Repeat the whole listing exactly, leaving nothing out.

+-------+

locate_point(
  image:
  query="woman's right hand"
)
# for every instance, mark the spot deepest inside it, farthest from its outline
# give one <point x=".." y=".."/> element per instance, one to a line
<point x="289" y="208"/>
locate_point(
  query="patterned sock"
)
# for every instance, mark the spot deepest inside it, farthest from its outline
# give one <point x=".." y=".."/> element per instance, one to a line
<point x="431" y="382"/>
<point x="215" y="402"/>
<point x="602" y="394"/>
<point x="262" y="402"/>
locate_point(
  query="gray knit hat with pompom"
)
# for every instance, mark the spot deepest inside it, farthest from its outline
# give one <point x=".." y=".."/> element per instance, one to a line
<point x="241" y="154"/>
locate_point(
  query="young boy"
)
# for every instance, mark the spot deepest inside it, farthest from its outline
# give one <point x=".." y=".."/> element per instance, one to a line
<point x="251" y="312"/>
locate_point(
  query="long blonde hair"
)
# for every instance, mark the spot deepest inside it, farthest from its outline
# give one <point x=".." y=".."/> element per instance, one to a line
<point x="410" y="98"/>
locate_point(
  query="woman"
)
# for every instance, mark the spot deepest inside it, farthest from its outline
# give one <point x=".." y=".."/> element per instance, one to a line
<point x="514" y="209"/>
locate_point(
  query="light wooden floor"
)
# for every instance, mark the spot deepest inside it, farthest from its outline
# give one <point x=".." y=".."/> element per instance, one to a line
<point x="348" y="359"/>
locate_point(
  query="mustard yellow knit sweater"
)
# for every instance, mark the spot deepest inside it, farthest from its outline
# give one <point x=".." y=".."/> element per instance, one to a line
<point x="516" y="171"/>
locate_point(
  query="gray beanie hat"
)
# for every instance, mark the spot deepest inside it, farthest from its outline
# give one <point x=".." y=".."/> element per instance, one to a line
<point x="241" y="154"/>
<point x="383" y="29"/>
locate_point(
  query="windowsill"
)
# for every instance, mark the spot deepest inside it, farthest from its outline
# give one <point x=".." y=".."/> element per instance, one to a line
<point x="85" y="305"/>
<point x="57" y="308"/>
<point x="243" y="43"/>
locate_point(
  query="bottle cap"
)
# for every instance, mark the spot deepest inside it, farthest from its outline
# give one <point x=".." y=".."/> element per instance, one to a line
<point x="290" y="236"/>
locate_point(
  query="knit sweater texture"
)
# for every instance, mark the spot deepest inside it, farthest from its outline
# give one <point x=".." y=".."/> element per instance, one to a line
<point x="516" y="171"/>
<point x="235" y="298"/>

+-------+

Output for this exercise
locate_point(
  image:
  query="woman's right hand"
)
# for every instance, mark the spot deepest inside it, farthest from its outline
# give one <point x=".." y=".."/> element per instance, one to a line
<point x="289" y="208"/>
locate_point(
  query="patterned sock"
)
# for every instance, mark the spot deepest inside it, farthest from its outline
# give one <point x=".." y=".."/> element per instance, one to a line
<point x="431" y="382"/>
<point x="215" y="402"/>
<point x="602" y="394"/>
<point x="262" y="402"/>
locate_point(
  query="gray knit hat with pompom"
)
# for every instance, mark the spot deepest inside it, farthest from its outline
# give one <point x=".." y=".."/> element per instance, one to a line
<point x="241" y="154"/>
locate_point(
  query="young boy"
)
# for every instance, mark the spot deepest inside it, farthest from its outline
# give one <point x=".." y=".."/> element per instance, one to a line
<point x="251" y="312"/>
locate_point(
  query="long blonde hair"
)
# for every instance, mark the spot deepest inside it, farthest from its outline
# give one <point x=".." y=".."/> element per instance, one to a line
<point x="410" y="98"/>
locate_point(
  query="woman"
)
# for every instance, mark the spot deepest inside it, farthest from its outline
# give one <point x=".." y=".."/> element per instance, one to a line
<point x="514" y="209"/>
locate_point(
  query="light wooden floor"
)
# for every instance, mark the spot deepest inside it, farthest from its outline
# give one <point x=".." y=".."/> element per instance, one to a line
<point x="348" y="359"/>
locate_point(
  query="mustard yellow knit sweater"
)
# for every instance, mark the spot deepest inside it, farthest from its outline
# give one <point x=".." y=".."/> element per instance, one to a line
<point x="516" y="171"/>
locate_point(
  query="gray beanie hat"
)
# for every instance, mark the spot deepest inside it, farthest from its outline
# give one <point x=".." y=".."/> element per instance, one to a line
<point x="241" y="154"/>
<point x="383" y="29"/>
locate_point(
  query="windowsill"
)
# for every instance, mark the spot deepest inside it, farthest from its outline
# give one <point x=".." y=".."/> element per instance, one to a line
<point x="85" y="305"/>
<point x="57" y="308"/>
<point x="243" y="43"/>
locate_point(
  query="bottle cap"
)
# for every instance, mark the spot deepest inside it, farthest from its outline
# give one <point x=".." y=".."/> element per instance, one to a line
<point x="290" y="236"/>
locate_point(
  query="knit sweater texture"
)
# for every instance, mark the spot deepest inside it, farthest from its outline
# give one <point x=".." y=".."/> element per instance, one to a line
<point x="516" y="171"/>
<point x="235" y="298"/>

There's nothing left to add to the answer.